> [Set exercise A]:
Which lines of the records contain the string "roof"? Show each of those lines copied in full, and treat case as significant.

> [Excerpt to read]:
** BEGIN **
SharePoint Connector - FAQ

10 min read

General

What type of connector is this?

Answer: The SharePoint Connector is a pull-based synchronization service that periodically scans SharePoint sites and syncs flagged documents to the Unique knowledge base.

Key characteristics:

  • Runs on a schedule (default: every 15 minutes)

  • Pulls content from SharePoint (vs. push-based Power Automate v1)

  • Requires explicit flagging of documents via a custom column

  • Operates as a background service without user interaction

How does this differ from the Power Automate connector (v1)?

Answer:

Aspect

v1 (Power Automate)

v2 (SharePoint Connector)

Architecture

Push-based

Pull-based

Trigger

Power Automate flow

Scheduled scan

Dependencies

Power Automate license

None (standalone)

Deployment

Power Automate cloud

Kubernetes container

Control

Limited

Full control

Permissions

Why Sites.Selected / Lists.SelectedOperations.Selected instead of Sites.Read.All?

Answer:Sites.Selected and Lists.SelectedOperations.Selected follow the principle of least privilege:

  • Sites.Read.All: Grants access to ALL sites in the tenant

  • Sites.Selected: Only grants access to explicitly approved sites

  • Lists.SelectedOperations.Selected: Only grants access to explicitly approved document libraries

Benefits:

  • Administrators control exactly which sites or libraries are accessible

  • Each grant is auditable and revocable

  • Meets enterprise security requirements

  • Aligns with zero-trust principles

Why do I need GroupMember.Read.All for permission sync?

Answer: SharePoint permissions often reference Entra ID (Azure AD) groups. To sync these permissions to Unique, the connector must:

  1. Read the permission entry (group ID)

  2. Expand the group to get member list

  3. Map members to Unique users

Without GroupMember.Read.All, group-based permissions cannot be synchronized.

Why can't I read SharePoint site group members?

Answer: SharePoint site groups have a visibility setting: "Who can view the membership of the group?"

If this is not set to "Everyone", the connector cannot read group members.

Solutions:

  1. Set group visibility to "Everyone"

  2. Add the app principal as a group member/owner

  3. Grant Full Control to the app principal

How do public and private SharePoint sites affect Everyone permissions?

Answer: Private and public sites can behave differently for tenant-wide visibility:

  • Private site: Access is typically limited to explicit members/owners/visitors.

  • Public site (org-visible): SharePoint can include tenant-wide principals such as Everyone except external users for read visibility.

The connector intentionally does not expand tenant-wide principals (Everyone, Everyone except external users) during permission sync. This avoids broad permission replication into Unique and can create a visible difference between SharePoint and Unique access behavior.

Configuration

What are the two ways to configure sites?

Answer: The connector supports two configuration sources:

Source

Description

Use Case

config_file

Static YAML configuration

Simple deployments, fixed site list

sharepoint_list

Dynamic configuration from SharePoint list

Self-service, frequent changes

Static (YAML file):

yaml
sharepoint:
  sitesSource: config_file
  sites:
    - siteId: "xxx-xxx-xxx"
** END **
> [The data]:
** BEGIN **
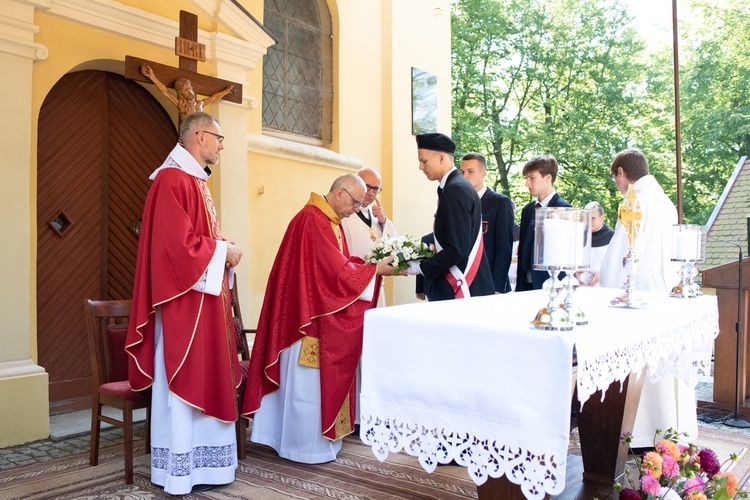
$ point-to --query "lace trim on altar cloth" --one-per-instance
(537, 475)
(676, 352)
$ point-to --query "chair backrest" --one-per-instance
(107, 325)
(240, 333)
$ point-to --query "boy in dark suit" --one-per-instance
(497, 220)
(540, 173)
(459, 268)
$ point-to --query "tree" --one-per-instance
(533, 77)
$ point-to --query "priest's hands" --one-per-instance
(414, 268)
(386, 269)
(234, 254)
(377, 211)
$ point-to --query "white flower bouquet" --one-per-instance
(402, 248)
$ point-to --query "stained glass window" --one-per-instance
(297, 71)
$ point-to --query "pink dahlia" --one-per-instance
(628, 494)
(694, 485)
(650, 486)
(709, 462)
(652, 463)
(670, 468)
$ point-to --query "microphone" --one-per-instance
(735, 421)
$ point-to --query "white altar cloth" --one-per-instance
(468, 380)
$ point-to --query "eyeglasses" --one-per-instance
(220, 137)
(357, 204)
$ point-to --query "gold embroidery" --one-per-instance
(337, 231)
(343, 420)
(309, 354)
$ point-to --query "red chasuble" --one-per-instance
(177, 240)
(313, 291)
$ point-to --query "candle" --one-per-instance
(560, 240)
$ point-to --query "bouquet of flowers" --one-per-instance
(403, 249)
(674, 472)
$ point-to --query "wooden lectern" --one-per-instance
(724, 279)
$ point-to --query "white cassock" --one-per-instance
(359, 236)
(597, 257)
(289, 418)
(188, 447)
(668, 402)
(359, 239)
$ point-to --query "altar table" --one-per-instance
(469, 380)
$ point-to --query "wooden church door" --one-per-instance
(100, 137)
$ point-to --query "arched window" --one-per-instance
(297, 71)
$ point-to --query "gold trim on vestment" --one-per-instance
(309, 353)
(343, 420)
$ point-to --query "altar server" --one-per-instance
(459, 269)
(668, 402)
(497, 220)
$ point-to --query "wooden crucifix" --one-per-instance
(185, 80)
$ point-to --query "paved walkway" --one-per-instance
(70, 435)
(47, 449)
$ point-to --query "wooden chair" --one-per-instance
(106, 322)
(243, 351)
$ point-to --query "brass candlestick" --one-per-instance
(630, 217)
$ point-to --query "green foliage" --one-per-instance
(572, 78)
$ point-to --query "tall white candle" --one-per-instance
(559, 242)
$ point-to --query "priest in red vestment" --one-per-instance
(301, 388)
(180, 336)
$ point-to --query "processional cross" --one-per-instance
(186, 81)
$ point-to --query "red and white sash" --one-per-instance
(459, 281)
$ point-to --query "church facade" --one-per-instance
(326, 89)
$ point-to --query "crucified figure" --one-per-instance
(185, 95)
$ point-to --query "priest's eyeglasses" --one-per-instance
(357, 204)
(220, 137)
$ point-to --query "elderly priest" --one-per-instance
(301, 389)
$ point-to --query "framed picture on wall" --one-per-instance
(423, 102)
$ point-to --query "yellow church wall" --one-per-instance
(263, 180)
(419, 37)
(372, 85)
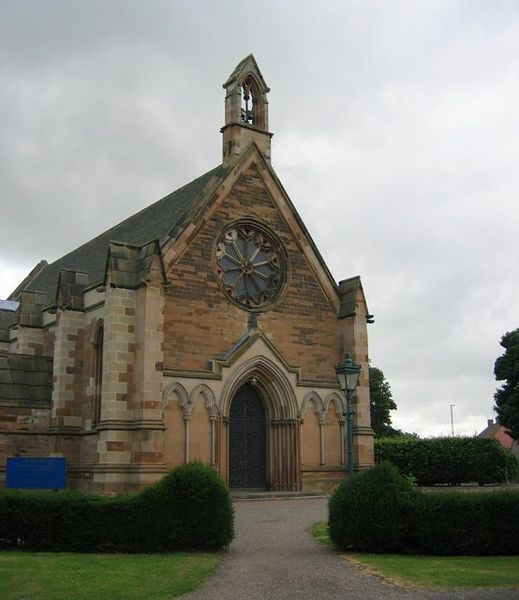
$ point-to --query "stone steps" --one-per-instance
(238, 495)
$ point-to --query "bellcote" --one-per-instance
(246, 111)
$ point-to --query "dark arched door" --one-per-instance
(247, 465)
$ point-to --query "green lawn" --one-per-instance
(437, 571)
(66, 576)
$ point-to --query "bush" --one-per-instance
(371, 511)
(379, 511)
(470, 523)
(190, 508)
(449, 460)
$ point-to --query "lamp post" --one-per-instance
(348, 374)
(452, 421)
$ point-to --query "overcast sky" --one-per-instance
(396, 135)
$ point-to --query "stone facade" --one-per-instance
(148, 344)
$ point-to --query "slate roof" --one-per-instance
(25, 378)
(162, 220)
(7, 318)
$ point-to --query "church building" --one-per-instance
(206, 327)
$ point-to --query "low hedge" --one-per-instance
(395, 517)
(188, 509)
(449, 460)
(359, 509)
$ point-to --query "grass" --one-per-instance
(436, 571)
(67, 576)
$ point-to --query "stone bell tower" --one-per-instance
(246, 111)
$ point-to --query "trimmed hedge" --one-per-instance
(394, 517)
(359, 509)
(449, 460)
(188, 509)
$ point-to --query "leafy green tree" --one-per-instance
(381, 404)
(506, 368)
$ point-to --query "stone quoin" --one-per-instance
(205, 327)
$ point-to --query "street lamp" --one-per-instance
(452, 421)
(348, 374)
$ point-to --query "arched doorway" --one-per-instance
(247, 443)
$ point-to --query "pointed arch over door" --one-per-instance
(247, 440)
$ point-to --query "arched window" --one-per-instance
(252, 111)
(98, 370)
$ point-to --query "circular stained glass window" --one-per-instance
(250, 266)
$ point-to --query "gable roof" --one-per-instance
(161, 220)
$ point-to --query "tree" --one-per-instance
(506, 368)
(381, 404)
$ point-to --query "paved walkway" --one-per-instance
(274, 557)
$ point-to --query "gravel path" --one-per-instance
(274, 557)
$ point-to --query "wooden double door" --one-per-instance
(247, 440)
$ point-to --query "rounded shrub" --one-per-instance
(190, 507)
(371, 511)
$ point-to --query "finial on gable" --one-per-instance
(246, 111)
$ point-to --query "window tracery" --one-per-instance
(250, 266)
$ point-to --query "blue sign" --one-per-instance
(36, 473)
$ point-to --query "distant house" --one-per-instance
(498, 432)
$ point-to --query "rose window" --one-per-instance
** END **
** BEGIN **
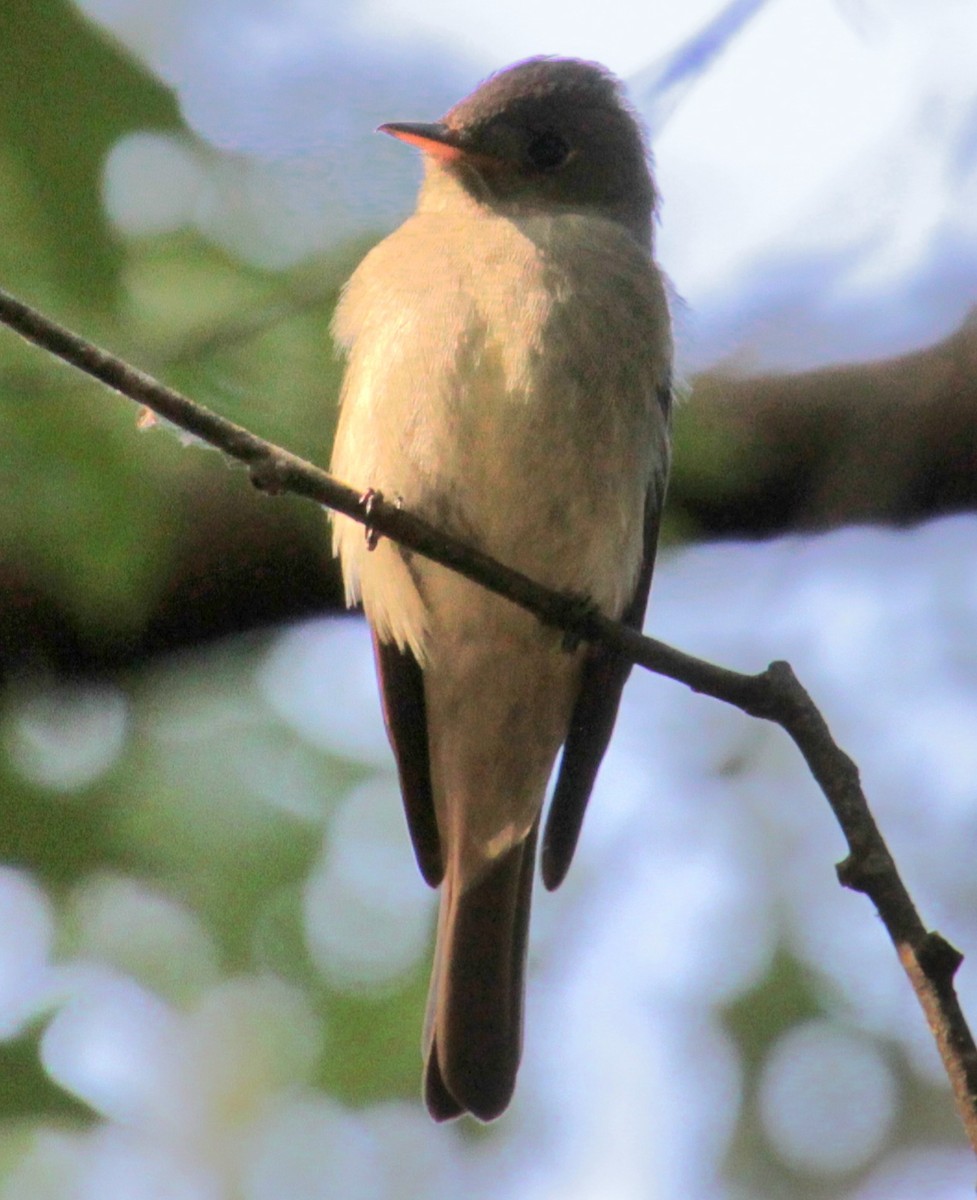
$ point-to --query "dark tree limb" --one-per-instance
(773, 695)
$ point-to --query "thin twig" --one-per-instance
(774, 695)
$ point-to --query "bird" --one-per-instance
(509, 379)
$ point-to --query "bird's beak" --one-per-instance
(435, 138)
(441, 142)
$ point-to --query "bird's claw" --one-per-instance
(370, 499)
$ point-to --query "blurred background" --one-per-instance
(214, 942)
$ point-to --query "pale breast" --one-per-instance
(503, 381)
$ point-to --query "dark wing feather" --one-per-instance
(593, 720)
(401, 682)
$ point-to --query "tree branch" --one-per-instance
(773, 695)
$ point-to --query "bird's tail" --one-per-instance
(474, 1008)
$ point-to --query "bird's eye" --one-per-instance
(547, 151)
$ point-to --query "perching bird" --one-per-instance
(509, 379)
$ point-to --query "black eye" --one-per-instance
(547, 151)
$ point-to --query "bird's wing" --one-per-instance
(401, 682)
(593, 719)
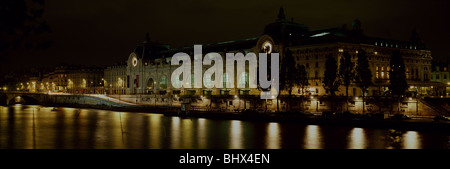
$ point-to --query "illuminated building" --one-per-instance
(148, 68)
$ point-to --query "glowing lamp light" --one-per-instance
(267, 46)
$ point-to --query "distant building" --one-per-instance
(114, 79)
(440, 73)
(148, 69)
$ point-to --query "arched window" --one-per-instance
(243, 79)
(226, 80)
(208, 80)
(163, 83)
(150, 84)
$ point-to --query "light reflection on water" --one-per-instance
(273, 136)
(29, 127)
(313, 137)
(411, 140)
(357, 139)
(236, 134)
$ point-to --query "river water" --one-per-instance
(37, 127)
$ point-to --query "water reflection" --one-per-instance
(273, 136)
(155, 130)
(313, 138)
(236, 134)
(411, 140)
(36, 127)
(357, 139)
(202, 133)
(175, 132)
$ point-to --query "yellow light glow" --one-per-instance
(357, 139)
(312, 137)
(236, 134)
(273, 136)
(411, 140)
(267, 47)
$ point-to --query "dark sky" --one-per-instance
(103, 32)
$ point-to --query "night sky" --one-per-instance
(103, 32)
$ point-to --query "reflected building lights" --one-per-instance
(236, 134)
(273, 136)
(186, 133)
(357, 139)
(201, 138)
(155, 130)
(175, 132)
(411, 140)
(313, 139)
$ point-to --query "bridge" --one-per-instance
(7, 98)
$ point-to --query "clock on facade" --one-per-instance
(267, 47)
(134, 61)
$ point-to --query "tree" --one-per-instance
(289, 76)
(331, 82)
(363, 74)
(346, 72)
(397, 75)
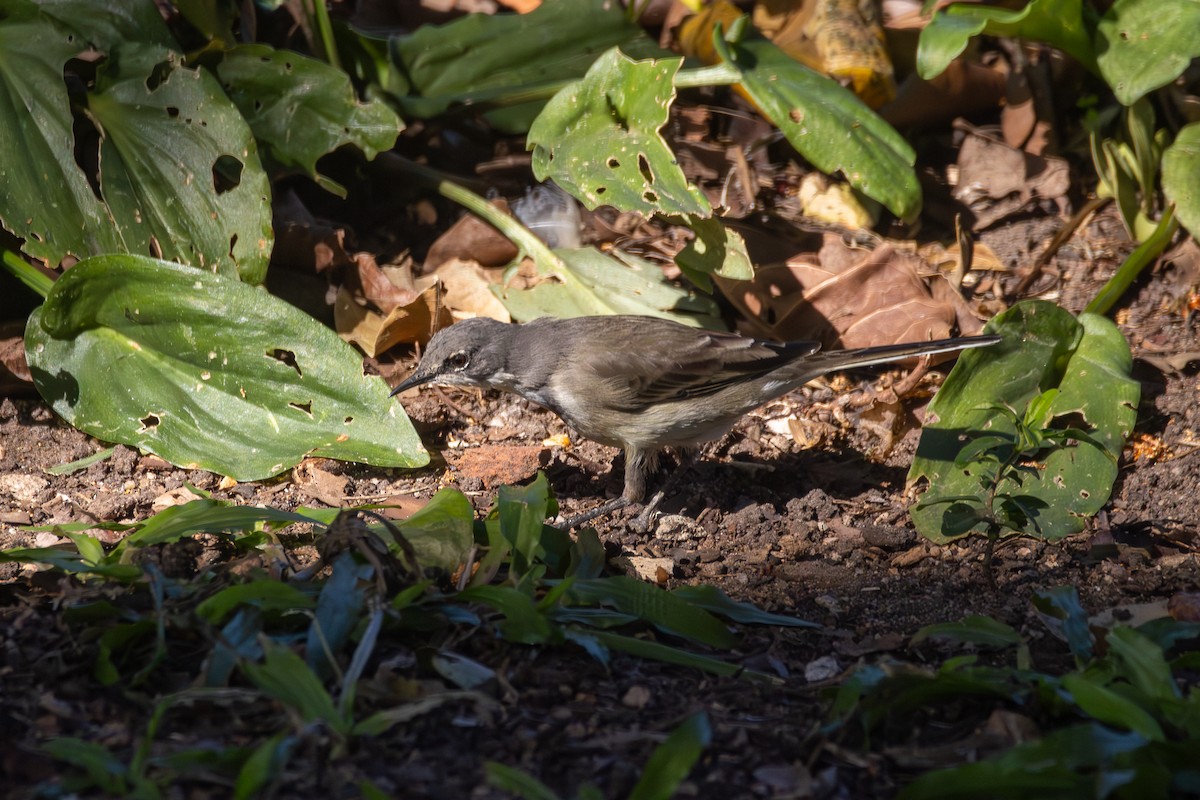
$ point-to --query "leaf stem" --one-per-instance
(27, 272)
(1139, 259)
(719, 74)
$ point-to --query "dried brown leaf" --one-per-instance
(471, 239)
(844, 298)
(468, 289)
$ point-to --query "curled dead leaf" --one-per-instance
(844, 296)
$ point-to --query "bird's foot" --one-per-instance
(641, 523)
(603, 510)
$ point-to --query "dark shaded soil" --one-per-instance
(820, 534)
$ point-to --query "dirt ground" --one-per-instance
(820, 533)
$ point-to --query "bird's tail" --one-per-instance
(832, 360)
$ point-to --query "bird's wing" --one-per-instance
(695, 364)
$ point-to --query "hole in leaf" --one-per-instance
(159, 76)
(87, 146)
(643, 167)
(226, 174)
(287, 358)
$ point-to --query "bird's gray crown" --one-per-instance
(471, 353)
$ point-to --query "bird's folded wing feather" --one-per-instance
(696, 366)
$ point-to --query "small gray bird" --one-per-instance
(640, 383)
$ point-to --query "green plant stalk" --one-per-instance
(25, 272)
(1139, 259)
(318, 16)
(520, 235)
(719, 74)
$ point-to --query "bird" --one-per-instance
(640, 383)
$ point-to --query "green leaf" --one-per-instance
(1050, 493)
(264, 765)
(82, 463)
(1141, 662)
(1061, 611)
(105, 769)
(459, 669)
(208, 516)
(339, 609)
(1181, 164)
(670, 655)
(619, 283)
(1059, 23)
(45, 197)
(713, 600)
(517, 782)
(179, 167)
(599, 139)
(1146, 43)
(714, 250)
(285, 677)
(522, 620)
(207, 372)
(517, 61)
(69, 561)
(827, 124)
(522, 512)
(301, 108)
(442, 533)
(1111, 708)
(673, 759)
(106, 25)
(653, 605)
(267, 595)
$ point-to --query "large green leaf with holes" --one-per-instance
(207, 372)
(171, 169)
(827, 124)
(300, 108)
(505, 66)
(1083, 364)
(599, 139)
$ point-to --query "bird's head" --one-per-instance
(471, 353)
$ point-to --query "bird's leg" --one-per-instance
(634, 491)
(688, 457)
** END **
> [Set exercise B]:
How would you translate this sentence from the SharePoint Connector FAQ into Spanish: "Without GroupMember.Read.All, group-based permissions cannot be synchronized."

> [Result A]:
$ point-to --query "slate roof" --one-per-instance
$ point-to --query "gable roof" --one-per-instance

> [Result B]:
Sin GroupMember.Read.All, no se pueden sincronizar los permisos basados en grupos.